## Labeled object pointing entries

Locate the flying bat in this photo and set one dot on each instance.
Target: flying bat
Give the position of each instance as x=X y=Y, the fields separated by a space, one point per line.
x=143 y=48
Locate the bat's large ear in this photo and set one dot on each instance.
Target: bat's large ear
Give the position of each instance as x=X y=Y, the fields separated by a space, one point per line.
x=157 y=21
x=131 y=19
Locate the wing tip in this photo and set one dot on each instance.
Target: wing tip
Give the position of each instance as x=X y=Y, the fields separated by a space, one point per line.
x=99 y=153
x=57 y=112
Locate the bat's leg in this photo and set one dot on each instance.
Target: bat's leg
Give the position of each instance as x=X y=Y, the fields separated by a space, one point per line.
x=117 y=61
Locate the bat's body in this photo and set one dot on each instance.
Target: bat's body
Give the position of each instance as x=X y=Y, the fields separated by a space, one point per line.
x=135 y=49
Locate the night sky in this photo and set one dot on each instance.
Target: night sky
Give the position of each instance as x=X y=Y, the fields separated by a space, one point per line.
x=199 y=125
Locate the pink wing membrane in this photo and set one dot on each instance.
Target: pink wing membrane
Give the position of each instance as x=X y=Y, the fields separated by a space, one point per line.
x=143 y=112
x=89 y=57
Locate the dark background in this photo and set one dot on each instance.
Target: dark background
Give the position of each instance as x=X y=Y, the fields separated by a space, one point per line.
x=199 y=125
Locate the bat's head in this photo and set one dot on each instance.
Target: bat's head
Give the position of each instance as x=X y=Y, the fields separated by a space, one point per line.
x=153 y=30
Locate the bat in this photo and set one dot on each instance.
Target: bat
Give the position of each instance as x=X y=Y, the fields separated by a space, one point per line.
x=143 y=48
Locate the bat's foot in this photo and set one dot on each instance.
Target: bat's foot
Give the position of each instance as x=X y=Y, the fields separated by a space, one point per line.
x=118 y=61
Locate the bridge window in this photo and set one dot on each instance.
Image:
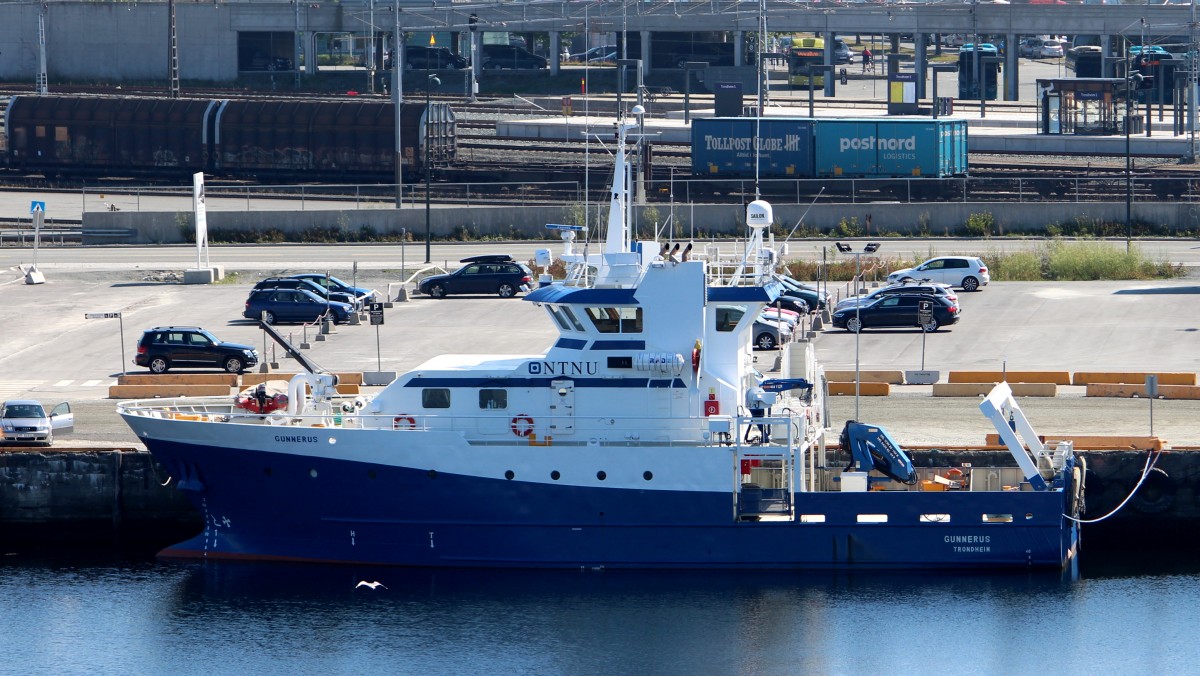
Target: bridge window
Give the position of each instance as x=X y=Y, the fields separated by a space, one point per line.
x=436 y=398
x=727 y=318
x=570 y=316
x=616 y=319
x=493 y=400
x=558 y=317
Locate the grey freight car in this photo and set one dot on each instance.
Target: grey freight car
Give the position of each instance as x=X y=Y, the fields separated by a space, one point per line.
x=340 y=139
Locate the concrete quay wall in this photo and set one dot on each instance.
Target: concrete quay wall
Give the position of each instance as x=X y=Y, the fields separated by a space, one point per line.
x=96 y=497
x=85 y=497
x=702 y=220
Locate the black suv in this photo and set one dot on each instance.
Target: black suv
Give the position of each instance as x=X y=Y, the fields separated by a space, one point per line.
x=480 y=274
x=300 y=283
x=421 y=58
x=162 y=347
x=509 y=57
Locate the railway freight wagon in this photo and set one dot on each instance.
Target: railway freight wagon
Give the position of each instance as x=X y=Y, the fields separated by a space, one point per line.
x=71 y=136
x=341 y=139
x=81 y=136
x=803 y=148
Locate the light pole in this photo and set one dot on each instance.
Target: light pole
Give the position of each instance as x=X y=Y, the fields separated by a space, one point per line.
x=871 y=247
x=429 y=120
x=397 y=99
x=940 y=69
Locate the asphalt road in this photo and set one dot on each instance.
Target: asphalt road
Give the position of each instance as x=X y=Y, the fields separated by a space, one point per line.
x=391 y=258
x=48 y=351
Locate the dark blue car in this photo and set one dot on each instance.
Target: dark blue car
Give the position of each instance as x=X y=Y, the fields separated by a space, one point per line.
x=285 y=305
x=336 y=285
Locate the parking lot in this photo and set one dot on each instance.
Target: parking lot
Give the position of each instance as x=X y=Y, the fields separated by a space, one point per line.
x=54 y=353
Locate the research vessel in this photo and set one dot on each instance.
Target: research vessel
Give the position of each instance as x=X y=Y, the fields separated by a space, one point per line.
x=628 y=443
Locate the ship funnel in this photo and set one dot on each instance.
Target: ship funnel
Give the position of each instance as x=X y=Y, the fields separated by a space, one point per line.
x=759 y=214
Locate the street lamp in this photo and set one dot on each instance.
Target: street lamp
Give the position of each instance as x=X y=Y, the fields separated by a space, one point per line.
x=941 y=69
x=871 y=247
x=429 y=120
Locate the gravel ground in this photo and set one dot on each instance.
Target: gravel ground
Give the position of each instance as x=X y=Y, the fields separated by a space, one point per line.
x=912 y=416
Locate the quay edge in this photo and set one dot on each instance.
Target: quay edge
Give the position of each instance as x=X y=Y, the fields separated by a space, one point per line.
x=100 y=497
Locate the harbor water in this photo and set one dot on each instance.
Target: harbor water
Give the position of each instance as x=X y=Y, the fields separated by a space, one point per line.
x=142 y=616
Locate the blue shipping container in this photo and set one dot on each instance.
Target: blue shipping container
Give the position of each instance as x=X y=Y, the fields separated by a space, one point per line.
x=882 y=148
x=727 y=148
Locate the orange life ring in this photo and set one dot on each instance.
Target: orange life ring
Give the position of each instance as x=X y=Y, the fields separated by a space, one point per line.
x=522 y=425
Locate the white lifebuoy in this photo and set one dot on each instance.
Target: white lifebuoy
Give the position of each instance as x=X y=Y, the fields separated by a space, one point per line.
x=522 y=425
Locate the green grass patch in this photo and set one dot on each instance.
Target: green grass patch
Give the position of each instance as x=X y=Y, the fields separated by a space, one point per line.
x=1050 y=261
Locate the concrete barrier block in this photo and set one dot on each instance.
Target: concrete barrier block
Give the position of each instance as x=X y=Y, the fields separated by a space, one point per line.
x=354 y=378
x=1056 y=377
x=228 y=380
x=873 y=376
x=1093 y=442
x=1133 y=377
x=167 y=392
x=961 y=389
x=982 y=389
x=1127 y=390
x=1033 y=389
x=865 y=389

## AIM OF THE EXERCISE
Switch every "set one dot" in the listing to "place a single marker" and write the whole listing out again with nothing else changed. Leave the pictures out of your answer.

## THE ANSWER
Locate the flying bat in this photo and place a single marker on each instance.
Target: flying bat
Give the position of each instance as x=X y=Y, the fields separated by a space, one point per line.
x=143 y=48
Locate the bat's large ear in this photo and place a single marker on each instance.
Target: bat's large ear
Give the position of each instance as x=X y=Y, the fields separated by a space, one point per line.
x=157 y=21
x=131 y=19
Locate the wing tip in this photo and place a single marker on each instance.
Target: wing tip
Give the position of each instance as x=X y=Y, the fields separated by a space, one point per line.
x=99 y=153
x=57 y=112
Locate the bat's leg in this photo and place a single marker on each instance.
Target: bat's leg
Give the position of each instance as x=X y=Y, the fields separated by a space, one point per line.
x=117 y=61
Locate the bat's body in this photo and place a single marker on each instance.
Target: bat's body
Give the position of each instance as x=X y=Y, the fields separated by a space, one point per line.
x=135 y=49
Locate the night sky in this photo and place a single marker on each instance.
Target: night sky
Give the position of each instance as x=X y=Y, the fields separated by a space, one point per line.
x=199 y=125
Locate the pink wing membrane in this photo and place a single marker on each instance.
Target: pink wing membrane
Give the position of each instance as x=X y=Y, the fields separated by a space, one point per line.
x=143 y=112
x=89 y=57
Locate the dark background in this photo and place a single marker on each instance.
Target: dark background
Give the position of each instance as x=X y=Y, the fields separated by a space, one point per line.
x=199 y=125
Locate the bat's head in this photo and place a single marker on each instance.
Target: bat's head
Give the position of each instance as x=X y=Y, the fields separated by a space, one point per line.
x=153 y=30
Locate the bat in this photo and place a single marker on each instance.
Target: bat
Give the position of each instance as x=X y=Y, the fields separated by a space, one point per line.
x=143 y=48
Locate the bat's foot in this photo and place a single marker on each instance.
Target: bat's foot
Give the position of each instance as x=X y=Y, the fields separated by a space, one point per line.
x=118 y=61
Locate the bridge window in this photo and place a single marker on each instance.
Image:
Target: bridge window
Give the position of each instance as x=X y=Y, the fields separated by a space, one point per line.
x=436 y=398
x=727 y=318
x=570 y=316
x=616 y=319
x=493 y=400
x=558 y=317
Locate the grey freight car in this photo and place a single marker on each instance.
Target: grey freight car
Give the position of each instance as x=X y=Y, the fields separated by a space, one point per line.
x=340 y=139
Locate the concrete quay wall in this photo and place a single marker on each instance.
Target: concrete quay wall
Give the position of each instance as x=X y=Y, the fields separated by a space, one point per line.
x=96 y=497
x=85 y=497
x=702 y=220
Locate the black suv in this photo and place a single marker on each instance.
Target: black suv
Give the position of each instance as x=X y=Y, the fields separated by a space, one point per line.
x=480 y=274
x=300 y=283
x=421 y=58
x=162 y=347
x=509 y=57
Locate the railway freight wagon in this photo and place a single marker on each instance.
Target: railway freight wagon
Give the position of each instance as x=X y=Y, the fields separated by a space, one point per line.
x=71 y=136
x=341 y=139
x=81 y=136
x=803 y=148
Locate the light pole in this photo and place a single marker on each instance.
Target: light pole
Give the position of each instance as x=X y=Y, the fields separated by a space, one point per line.
x=871 y=247
x=429 y=120
x=397 y=99
x=940 y=69
Locate the asphalt road in this photo and place a single marker on each instance.
Target: asphalt road
Give the position of each instance as x=X y=Y, the fields separated by a space, one point per line.
x=391 y=258
x=48 y=351
Locate the dark blue car in this photo and place a single marker on each instance.
Target: dark blue car
Give the position of each instance as x=X y=Y, the fields separated by a space, one point per line.
x=285 y=305
x=336 y=285
Locate the parking lot in this photo and place a single marker on each instance.
Target: parking lot
Give the position of each instance as x=X y=Y, the fields separated by a space, one point per line.
x=54 y=353
Locate the research vessel in this photo and place a single marker on each instance.
Target: research vessel
Give the position of each instance as x=X y=Y, the fields separated by a space, one point per line.
x=628 y=443
Locate the ship funnel in this photo and place a single marker on each instance.
Target: ship funnel
Give the position of each instance as x=X y=Y, the fields separated by a space, one point per line.
x=759 y=214
Locate the street lamp in this photo and place a single marker on each instance.
Target: street lamp
Give the position of each instance as x=X y=Y, the fields separated by a space, one point per line.
x=941 y=69
x=871 y=247
x=429 y=120
Locate the gravel ground in this photo and place a single marker on each instance.
Target: gravel ground
Give the position of each instance as x=X y=Y, the fields separated by a space, one point per line.
x=912 y=416
Locate the quay edge in this photo and place a single marker on each instance.
Target: quay edge
Give the position of each instance as x=X y=Y, the fields separated by a space, one point per line.
x=100 y=497
Locate the harbor water in this photo and place a single marker on each instance.
Target: harbor water
Give the position of each instance as x=X y=Y, the fields separated by a space, one point per line.
x=142 y=616
Locate the blue shipping container in this photo and place a single marker on each instance.
Target: blue shipping container
Give the position of each instance as x=X y=Y, the fields separated by a space, one point per line.
x=882 y=148
x=727 y=148
Locate the orange life ring in this photo and place a single marker on each instance.
Target: orange life ring
Give the position of each instance as x=X y=Y, the fields separated by a space, one point per line.
x=522 y=425
Locate the white lifebuoy in this photo and place a single marker on each instance.
Target: white lifebuoy
Give the position of each instance as x=X y=Y, the fields separated by a space, one point per line.
x=522 y=425
Locate the green grass patch in this photo and place a single marker on each instance.
Target: green grass patch
Give the position of each instance as x=X y=Y, the fields separated by a space, one point per line.
x=1050 y=261
Locate the concrete barrier block in this photo and place a single marker on each instance.
Target: concrete barrier block
Give the position of each instance as x=X y=Y, the fields separated by a space, one point per line.
x=354 y=378
x=1056 y=377
x=228 y=380
x=873 y=376
x=1093 y=442
x=1133 y=377
x=167 y=392
x=961 y=389
x=982 y=389
x=1127 y=390
x=1033 y=389
x=865 y=389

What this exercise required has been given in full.